### Problem statement
Select every line of the records that contains the string "trunk", and copy each one out. Case counts.
----- Available records -----
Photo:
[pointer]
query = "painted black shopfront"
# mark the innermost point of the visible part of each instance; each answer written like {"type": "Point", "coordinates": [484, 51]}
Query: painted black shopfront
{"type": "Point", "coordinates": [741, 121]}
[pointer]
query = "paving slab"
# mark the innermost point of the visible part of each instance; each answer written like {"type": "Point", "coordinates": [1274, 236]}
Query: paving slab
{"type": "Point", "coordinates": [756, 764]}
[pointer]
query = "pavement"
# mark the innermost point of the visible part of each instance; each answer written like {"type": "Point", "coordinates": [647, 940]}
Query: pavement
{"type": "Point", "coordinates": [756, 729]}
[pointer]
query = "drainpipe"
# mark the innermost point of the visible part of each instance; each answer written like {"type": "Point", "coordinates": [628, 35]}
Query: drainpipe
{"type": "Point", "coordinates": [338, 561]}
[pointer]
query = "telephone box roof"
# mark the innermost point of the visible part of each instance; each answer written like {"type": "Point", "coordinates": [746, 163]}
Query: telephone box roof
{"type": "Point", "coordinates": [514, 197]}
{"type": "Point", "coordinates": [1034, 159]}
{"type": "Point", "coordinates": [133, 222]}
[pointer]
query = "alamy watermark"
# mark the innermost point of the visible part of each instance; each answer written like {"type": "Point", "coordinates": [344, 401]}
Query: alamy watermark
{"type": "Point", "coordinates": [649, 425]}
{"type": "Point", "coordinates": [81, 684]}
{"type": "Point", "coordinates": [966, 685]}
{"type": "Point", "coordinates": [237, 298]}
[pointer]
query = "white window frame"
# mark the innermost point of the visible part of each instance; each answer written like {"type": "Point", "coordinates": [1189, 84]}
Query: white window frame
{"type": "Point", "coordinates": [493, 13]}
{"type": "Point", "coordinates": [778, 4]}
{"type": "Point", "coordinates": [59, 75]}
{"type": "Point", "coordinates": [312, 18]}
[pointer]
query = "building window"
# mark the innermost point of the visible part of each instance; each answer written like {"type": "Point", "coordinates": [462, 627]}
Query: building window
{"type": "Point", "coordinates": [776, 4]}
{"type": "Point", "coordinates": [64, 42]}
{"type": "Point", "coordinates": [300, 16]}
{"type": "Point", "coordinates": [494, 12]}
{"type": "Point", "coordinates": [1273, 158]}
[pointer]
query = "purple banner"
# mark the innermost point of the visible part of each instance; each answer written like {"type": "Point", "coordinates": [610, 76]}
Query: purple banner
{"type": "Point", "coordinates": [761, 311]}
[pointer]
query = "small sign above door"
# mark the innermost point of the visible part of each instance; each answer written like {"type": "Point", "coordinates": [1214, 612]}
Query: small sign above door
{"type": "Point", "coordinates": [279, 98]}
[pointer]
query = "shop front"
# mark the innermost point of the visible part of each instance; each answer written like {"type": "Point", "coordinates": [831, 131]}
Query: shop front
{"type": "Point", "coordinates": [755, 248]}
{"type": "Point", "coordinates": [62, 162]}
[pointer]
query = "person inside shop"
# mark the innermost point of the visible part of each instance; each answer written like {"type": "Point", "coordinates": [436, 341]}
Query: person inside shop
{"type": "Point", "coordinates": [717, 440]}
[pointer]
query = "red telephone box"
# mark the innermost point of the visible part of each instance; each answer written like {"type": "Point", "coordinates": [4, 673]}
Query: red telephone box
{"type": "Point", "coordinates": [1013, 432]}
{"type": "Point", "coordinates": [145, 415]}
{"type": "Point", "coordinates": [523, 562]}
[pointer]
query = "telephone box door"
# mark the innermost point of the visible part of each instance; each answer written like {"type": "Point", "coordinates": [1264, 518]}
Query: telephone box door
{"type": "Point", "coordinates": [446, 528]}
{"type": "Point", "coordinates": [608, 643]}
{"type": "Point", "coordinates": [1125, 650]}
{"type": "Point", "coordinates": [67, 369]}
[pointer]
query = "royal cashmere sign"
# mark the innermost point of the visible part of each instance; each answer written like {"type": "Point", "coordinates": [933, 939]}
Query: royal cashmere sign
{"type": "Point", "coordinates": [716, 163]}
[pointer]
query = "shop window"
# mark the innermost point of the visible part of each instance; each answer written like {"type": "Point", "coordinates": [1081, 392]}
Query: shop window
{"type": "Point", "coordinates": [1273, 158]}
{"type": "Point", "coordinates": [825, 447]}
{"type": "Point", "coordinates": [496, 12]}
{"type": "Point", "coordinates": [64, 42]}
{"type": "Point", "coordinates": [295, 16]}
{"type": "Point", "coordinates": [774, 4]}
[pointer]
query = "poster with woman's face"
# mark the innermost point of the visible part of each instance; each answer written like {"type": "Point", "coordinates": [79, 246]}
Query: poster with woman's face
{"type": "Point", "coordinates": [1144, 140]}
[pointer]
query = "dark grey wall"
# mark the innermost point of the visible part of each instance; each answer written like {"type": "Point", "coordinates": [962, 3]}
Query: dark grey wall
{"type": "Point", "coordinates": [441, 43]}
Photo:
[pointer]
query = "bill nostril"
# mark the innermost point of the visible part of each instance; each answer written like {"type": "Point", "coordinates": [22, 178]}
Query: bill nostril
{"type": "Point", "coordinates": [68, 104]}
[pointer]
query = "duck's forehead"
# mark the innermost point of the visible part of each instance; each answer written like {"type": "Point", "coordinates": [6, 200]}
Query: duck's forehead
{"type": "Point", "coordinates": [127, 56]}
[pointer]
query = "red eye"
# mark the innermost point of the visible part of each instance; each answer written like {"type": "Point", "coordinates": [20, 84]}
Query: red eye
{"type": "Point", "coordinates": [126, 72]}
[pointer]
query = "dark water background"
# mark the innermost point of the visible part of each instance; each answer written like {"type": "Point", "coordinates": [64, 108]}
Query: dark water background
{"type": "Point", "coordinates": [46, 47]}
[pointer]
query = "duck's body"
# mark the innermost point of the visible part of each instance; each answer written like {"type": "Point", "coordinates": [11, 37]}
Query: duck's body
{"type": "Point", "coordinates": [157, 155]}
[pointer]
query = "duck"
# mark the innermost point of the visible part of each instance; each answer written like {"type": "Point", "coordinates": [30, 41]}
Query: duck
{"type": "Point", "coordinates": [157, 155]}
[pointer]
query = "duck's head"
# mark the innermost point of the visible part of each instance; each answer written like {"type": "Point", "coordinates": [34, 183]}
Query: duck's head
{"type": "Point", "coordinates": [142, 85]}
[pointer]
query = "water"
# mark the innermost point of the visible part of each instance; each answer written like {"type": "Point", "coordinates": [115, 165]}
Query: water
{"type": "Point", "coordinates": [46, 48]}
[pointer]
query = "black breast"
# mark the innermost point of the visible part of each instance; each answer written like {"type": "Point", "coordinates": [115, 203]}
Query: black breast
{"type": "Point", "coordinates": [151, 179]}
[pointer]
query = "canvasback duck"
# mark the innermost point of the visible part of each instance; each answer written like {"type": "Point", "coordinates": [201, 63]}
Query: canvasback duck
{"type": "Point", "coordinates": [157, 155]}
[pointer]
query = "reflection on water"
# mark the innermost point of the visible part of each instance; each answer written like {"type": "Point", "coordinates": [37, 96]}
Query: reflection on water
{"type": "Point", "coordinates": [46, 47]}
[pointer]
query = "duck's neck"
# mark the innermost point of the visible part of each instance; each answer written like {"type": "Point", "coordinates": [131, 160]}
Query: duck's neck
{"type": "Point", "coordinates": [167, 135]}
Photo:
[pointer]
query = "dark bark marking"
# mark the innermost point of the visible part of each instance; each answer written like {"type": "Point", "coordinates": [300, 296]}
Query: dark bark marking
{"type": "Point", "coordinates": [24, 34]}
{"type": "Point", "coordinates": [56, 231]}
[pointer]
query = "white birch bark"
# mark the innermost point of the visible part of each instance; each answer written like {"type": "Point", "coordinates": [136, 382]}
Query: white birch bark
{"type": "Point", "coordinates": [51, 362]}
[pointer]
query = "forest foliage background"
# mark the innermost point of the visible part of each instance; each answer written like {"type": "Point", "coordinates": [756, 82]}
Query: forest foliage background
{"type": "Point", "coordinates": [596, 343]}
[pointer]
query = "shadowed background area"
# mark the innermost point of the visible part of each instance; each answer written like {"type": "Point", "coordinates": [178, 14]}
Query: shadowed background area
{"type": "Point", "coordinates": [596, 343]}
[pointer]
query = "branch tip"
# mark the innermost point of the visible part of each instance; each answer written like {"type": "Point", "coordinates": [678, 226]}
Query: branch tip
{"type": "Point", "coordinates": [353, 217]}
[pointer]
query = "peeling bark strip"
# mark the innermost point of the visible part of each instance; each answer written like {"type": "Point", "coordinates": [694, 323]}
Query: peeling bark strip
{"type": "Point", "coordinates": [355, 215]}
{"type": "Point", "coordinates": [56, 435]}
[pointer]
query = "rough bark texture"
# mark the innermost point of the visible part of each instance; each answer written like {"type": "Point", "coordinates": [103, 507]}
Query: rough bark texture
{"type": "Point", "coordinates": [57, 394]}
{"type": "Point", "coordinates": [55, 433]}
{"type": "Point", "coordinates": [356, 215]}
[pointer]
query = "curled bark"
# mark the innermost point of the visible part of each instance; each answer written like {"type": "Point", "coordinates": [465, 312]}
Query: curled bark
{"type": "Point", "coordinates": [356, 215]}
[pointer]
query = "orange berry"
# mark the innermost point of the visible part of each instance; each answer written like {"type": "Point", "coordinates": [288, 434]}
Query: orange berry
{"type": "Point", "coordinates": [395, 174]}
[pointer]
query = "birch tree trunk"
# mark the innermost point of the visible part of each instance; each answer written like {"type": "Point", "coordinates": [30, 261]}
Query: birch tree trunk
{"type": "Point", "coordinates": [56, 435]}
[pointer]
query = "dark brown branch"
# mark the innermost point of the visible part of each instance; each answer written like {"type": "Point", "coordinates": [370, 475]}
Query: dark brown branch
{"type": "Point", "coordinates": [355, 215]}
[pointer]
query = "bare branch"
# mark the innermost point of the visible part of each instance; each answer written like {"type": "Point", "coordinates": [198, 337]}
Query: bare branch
-----
### The output
query = "birch tree trunk"
Query: birch tree trunk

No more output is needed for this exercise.